Page excerpt =
★ ★ ★

National Endowment for the Arts

Agency overview
- Formed: 1965
- Jurisdiction: Federal government of the United States
- Headquarters: Constitution Center, Washington, D.C.
- Annual budget: US$207 million (2023)
- Agency executive: Chairman;
- Website: arts.gov

= National Endowment for the Arts =

Independent agency of the US federal government

The National Endowment for the Arts (NEA) is an independent agency of the United States federal government that offers support and funding for projects exhibiting artistic excellence. It was created in 1965 as an independent agency of the federal government by an act of the U.S. Congress, signed by President Lyndon B. Johnson on September 29, 1965 (20 U.S.C. 951). It is a sub-agency of the National Foundation on the Arts and the Humanities, along with the National Endowment for the Humanities, the Federal Council on the Arts and the Humanities, and the Institute of Museum and Library Services.

★ ★ ★

Dataset rows indicating where objects appear =
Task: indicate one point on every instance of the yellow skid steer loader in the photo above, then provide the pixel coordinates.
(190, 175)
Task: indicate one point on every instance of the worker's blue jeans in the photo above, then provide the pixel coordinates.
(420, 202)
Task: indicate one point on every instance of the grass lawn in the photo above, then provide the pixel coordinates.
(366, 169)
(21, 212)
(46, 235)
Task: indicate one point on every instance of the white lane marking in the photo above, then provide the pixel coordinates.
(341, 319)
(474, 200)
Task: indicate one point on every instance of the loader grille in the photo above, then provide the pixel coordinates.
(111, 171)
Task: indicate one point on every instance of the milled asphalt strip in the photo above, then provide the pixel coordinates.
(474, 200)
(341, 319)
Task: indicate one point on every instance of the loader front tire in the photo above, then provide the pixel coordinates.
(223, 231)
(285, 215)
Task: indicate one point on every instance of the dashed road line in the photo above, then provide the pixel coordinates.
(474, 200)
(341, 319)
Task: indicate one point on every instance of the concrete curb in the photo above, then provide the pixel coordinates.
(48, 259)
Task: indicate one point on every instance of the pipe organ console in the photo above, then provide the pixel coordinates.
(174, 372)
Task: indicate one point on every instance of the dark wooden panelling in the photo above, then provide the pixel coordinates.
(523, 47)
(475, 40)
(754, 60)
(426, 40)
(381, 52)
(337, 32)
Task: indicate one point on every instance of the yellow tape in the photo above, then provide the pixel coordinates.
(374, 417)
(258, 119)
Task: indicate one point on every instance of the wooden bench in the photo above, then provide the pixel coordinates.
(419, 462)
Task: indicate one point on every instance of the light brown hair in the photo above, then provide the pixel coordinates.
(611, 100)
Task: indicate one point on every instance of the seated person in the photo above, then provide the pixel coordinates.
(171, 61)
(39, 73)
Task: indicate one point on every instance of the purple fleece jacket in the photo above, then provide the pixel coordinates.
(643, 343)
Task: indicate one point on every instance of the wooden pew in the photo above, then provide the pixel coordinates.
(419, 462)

★ ★ ★

Exercise tasks =
1. Reproduce the passage on the National Endowment for the Arts, starting with "Independent agency of the US" and going on through "and Library Services.".
2. Write the next portion of the text on the National Endowment for the Arts, beginning after its final sentence.

Expected answers =
1.
Independent agency of the US federal government

The National Endowment for the Arts (NEA) is an independent agency of the United States federal government that offers support and funding for projects exhibiting artistic excellence. It was created in 1965 as an independent agency of the federal government by an act of the U.S. Congress, signed by President Lyndon B. Johnson on September 29, 1965 (20 U.S.C. 951). It is a sub-agency of the National Foundation on the Arts and the Humanities, along with the National Endowment for the Humanities, the Federal Council on the Arts and the Humanities, and the Institute of Museum and Library Services.

2.
The NEA has its offices in Washington, D.C. It was awarded Tony Honors for Excellence in Theatre in 1995, as well as the Special Tony Award in 2016. In 1985, the NEA won an honorary Oscar from the Academy of Motion Picture Arts and Sciences for its work with the American Film Institute in the identification, acquisition, restoration and preservation of historic films. In 2016 and again in 2017, the National Endowment for the Arts received Emmy nominations from the Television Academy in the Outstanding Short Form Nonfiction or Reality Series category.

In 2025, the Donald Trump administration issued executive orders leading the NEA to ban federal funding for programs promoting diversity, equity, and inclusion (DEI) or "gender ideology", sparking backlash from over 400 artists and a lawsuit from major arts groups with ACLU support. On May 3, the NEA revoked dozens of grants for non-compliance and the same day, Trump proposed eliminating the agency entirely.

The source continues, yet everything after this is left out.